--- Text segment ---
★ ★ ★ ★ ★
It’s Easy

The thing about depression is – it’s easy.

No, depression itself is not easy – it’s actually a very hard journey. But descending into depression is a cinch. Easy-peasy.

All it takes is several days of feeling alone, using first-person depression language or beating myself up, poor diet and/or sleep, ongoing physical pain. A few negative components, and depression is within reach.

Of course, wellness should be reaching toward the positive, toward mental health, not illness. But sometimes, mental illness feels closer to my grasp.

This should make me fearful, or at least cautious. The problem is, it all feels so familiar. So it’s not scary; it’s almost comforting.

Which makes me scared. And that’s healthy.

I’m realizing that I’m often so close to the edge of the cliff – to the precipice of depression’s chasm.

That means I need to fight really hard for mental health. For mental wellness.

I need to initiate my ladder – the steps my therapist told me to put into place to help me when I find myself in this darker place. Step one – sit with the tears. Well, I don’t have any of those right now. Just a familiar sadness.

Step two – Tell my husband and best friend. My husband will be home shortly, after having been out-of-town for a few days – I hate to admit that this probably contributed to my current emotions. I’m okay with him being gone until about day five – then it gets hard for me. So that piece will improve soon!

Ok, time to be really honest here. Let’s back up a few minutes. Drinking wine does not help depression. I suspect that if I hadn’t had a couple of glasses of wine – which is a depressant! – I wouldn’t be feeling so negative right now.

I’ll write more about my ladder of self-care another time. The steps really don’t matter for this particular post. What matters is to illustrate that depression can be only a few choices away.

So I need to make wise choices. Initiate my ladder of self-care. Get good sleep. Eat a healthy snack, healthy meals. (Too bad I had to throw away that salad mix due to the recall – that was my healthy meal!) Get regular exercise. Be careful with alcohol.

Ultimately, I must remind myself of God’s truth about me, because that’s what really matters. He loves me no matter what. I am a new creation, because of Jesus’ grace. Depression is not who I am; I am a precious daughter of the king of the universe, the king of all creation.

Reminding myself of these truths are keys to fighting the familiarity of depression. Keys to fighting the lies of the enemy. Keys to my mental health.

7 thoughts on “It’s Easy

  1. rlseaton April 20, 2018 / 8:52 am

    Thank you for sharing with us, Peggy. Lord, please strengthen my sister, and restore her joy. In Jesus’s name, amen.
★ ★ ★ ★ ★
--- Study questions ---
1. In the post about depression, swap "cliff" for "ledge" and write out the passage that begins at the words "All it takes" and stops after "of depression’s chasm.".
2. List the wise choices that the post about depression names right after the sentence "So I need to make wise choices."
The records after this have nothing to do with the post about depression.
★ ★ ★ ★ ★
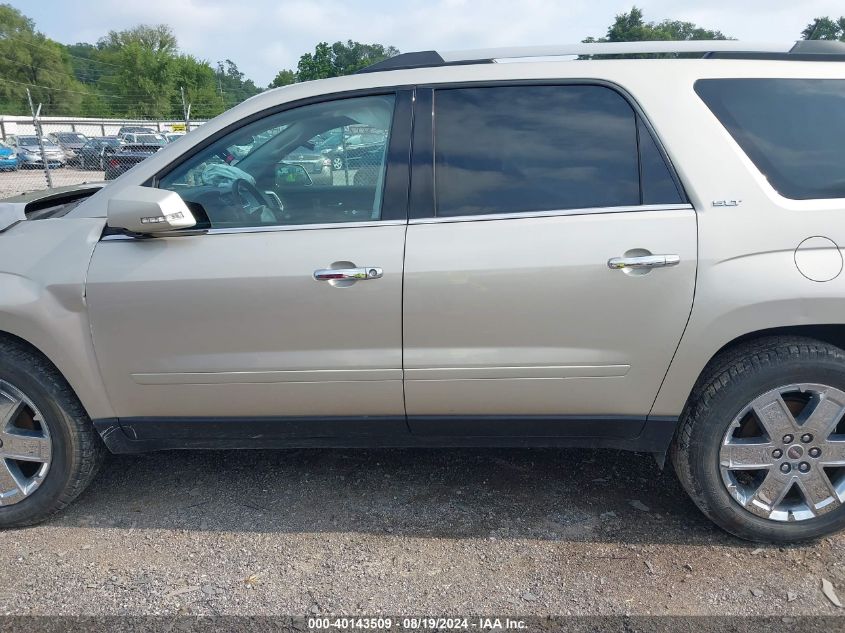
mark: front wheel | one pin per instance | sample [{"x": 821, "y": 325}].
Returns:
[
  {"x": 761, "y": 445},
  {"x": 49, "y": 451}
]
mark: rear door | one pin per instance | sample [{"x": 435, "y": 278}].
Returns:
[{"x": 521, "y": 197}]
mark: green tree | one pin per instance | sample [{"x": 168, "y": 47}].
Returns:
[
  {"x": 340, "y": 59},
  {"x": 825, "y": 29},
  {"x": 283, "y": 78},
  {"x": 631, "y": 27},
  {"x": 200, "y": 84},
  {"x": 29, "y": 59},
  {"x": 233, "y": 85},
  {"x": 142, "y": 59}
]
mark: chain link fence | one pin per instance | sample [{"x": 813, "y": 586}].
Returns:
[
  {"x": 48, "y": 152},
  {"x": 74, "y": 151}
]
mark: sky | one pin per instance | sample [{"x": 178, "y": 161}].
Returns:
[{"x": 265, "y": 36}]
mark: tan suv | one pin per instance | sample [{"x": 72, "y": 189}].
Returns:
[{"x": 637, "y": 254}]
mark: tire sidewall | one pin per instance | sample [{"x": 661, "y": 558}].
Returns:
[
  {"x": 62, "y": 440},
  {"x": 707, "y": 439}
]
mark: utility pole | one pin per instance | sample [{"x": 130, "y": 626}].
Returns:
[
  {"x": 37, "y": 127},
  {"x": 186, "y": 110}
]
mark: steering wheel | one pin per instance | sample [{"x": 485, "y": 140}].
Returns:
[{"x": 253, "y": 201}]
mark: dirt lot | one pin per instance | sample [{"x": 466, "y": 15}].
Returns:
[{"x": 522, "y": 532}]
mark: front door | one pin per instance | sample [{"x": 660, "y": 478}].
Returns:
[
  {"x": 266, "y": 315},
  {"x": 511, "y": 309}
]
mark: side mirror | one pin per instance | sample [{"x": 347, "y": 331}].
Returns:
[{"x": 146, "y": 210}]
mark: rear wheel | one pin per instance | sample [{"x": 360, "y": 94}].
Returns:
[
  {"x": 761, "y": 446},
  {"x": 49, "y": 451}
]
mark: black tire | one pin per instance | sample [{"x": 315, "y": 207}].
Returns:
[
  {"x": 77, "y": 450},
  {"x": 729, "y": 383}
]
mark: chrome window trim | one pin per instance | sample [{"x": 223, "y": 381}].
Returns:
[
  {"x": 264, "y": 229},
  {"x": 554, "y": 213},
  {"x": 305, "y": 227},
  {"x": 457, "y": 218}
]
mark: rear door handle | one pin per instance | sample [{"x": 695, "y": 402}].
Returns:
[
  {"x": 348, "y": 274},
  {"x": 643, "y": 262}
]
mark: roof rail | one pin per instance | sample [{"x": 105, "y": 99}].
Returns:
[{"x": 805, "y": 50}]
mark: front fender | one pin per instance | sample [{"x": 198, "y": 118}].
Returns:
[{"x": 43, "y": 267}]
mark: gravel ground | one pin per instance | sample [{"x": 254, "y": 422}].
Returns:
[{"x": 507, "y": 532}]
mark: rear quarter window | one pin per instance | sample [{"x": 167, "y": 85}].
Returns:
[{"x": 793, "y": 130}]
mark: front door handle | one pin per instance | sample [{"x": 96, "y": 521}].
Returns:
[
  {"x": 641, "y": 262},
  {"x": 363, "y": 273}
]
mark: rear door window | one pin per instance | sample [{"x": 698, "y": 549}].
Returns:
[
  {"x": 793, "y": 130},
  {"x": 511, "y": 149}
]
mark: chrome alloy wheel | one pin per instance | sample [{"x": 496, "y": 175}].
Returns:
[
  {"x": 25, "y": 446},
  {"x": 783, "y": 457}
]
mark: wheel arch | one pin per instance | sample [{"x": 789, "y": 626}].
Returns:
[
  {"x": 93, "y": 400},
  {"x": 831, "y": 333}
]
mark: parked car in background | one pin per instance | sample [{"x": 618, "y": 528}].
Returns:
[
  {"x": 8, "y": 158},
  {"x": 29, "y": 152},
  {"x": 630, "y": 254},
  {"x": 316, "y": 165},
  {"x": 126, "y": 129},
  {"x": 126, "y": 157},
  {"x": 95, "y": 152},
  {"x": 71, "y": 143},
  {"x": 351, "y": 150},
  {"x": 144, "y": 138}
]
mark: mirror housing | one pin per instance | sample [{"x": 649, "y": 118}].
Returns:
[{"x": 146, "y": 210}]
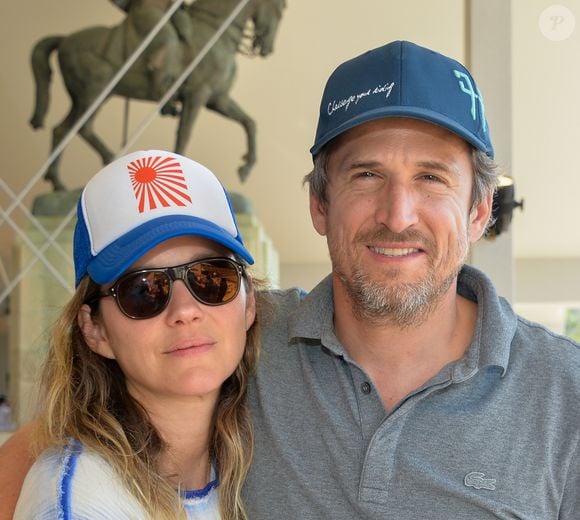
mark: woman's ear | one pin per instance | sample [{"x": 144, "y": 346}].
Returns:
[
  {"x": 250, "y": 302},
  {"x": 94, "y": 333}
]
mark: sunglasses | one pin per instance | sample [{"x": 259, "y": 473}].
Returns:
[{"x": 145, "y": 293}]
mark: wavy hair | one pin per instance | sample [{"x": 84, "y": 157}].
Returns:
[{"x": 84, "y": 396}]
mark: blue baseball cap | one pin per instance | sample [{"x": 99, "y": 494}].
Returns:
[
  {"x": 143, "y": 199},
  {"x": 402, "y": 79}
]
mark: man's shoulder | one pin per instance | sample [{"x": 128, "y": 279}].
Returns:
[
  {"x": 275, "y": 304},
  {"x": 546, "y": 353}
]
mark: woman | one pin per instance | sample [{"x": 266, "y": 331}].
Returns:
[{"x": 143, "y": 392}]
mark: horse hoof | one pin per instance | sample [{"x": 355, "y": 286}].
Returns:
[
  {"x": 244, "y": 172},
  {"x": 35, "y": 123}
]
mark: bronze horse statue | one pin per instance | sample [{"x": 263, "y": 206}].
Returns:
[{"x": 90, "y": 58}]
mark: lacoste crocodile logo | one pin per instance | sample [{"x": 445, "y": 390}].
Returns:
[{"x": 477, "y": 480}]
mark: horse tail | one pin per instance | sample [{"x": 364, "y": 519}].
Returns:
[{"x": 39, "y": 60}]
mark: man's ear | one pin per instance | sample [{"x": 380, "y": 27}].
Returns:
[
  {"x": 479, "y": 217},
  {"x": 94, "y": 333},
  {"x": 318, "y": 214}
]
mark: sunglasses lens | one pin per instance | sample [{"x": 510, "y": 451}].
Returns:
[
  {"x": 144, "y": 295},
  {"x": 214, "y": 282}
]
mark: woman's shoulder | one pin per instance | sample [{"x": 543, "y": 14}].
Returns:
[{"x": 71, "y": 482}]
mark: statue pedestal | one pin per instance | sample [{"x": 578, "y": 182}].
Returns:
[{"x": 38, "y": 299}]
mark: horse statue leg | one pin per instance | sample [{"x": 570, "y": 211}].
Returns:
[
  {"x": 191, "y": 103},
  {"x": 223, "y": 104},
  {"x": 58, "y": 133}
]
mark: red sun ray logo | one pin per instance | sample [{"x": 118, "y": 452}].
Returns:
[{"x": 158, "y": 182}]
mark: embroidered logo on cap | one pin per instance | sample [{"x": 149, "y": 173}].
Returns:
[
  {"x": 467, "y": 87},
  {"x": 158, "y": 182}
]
★ ★ ★ ★ ★
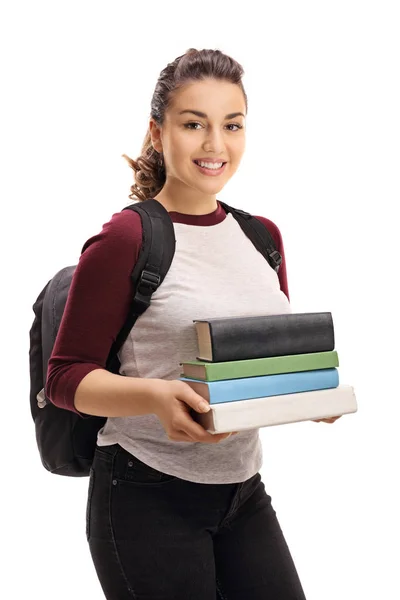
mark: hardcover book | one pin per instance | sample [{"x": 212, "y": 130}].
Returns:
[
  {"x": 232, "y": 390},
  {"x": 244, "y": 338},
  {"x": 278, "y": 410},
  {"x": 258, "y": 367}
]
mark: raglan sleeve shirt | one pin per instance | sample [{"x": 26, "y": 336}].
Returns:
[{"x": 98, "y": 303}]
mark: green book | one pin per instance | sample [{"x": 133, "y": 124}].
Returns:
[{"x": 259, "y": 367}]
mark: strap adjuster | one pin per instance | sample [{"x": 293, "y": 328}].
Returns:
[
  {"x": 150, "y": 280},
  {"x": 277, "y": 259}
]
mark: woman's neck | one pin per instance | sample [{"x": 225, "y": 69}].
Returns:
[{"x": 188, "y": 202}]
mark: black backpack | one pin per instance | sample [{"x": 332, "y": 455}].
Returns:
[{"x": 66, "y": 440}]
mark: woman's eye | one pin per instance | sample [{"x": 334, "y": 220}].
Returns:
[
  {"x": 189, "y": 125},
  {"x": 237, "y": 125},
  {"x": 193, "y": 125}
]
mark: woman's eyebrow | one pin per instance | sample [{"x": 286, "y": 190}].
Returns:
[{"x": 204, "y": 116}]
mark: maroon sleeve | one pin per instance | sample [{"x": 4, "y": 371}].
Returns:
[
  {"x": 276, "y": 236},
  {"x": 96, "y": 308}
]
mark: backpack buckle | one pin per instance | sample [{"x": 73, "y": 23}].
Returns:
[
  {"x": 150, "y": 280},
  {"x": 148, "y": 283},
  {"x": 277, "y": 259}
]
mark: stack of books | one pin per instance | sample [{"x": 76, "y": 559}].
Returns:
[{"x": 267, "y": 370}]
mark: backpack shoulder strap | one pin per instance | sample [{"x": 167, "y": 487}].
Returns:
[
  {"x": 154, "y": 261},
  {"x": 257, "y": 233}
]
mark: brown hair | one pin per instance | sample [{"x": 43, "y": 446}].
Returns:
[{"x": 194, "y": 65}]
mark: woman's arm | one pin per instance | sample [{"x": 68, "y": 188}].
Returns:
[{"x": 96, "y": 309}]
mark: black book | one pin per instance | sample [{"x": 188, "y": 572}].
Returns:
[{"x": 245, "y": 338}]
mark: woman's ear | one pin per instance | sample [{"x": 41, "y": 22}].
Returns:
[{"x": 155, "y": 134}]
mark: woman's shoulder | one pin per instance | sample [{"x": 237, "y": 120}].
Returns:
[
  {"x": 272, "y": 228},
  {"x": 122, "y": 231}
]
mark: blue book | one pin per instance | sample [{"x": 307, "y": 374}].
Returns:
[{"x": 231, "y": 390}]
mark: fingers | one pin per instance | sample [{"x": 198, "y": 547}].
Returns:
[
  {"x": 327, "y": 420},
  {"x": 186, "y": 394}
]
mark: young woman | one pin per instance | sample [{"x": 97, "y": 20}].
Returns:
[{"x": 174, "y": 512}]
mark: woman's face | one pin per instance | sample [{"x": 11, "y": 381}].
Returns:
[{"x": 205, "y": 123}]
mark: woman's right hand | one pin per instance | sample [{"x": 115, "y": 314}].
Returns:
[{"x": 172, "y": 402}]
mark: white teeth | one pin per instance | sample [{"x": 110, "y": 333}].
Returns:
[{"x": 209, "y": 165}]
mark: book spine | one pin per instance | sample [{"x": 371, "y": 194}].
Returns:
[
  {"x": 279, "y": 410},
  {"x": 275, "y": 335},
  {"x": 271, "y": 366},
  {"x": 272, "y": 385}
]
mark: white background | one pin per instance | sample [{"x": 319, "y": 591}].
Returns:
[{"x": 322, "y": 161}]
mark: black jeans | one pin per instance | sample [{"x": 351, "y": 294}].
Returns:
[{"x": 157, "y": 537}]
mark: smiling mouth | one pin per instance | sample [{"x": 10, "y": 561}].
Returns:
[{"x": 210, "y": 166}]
★ ★ ★ ★ ★
--- Solutions to the tasks ---
1.
All it takes is several days of feeling alone, using first-person depression language or beating myself up, poor diet and/or sleep, ongoing physical pain. A few negative components, and depression is within reach.

Of course, wellness should be reaching toward the positive, toward mental health, not illness. But sometimes, mental illness feels closer to my grasp.

This should make me fearful, or at least cautious. The problem is, it all feels so familiar. So it’s not scary; it’s almost comforting.

Which makes me scared. And that’s healthy.

I’m realizing that I’m often so close to the edge of the ledge – to the precipice of depression’s chasm.

2.
- Initiate my ladder of self-care
- Get good sleep
- Eat a healthy snack, healthy meals
- Get regular exercise
- Be careful with alcohol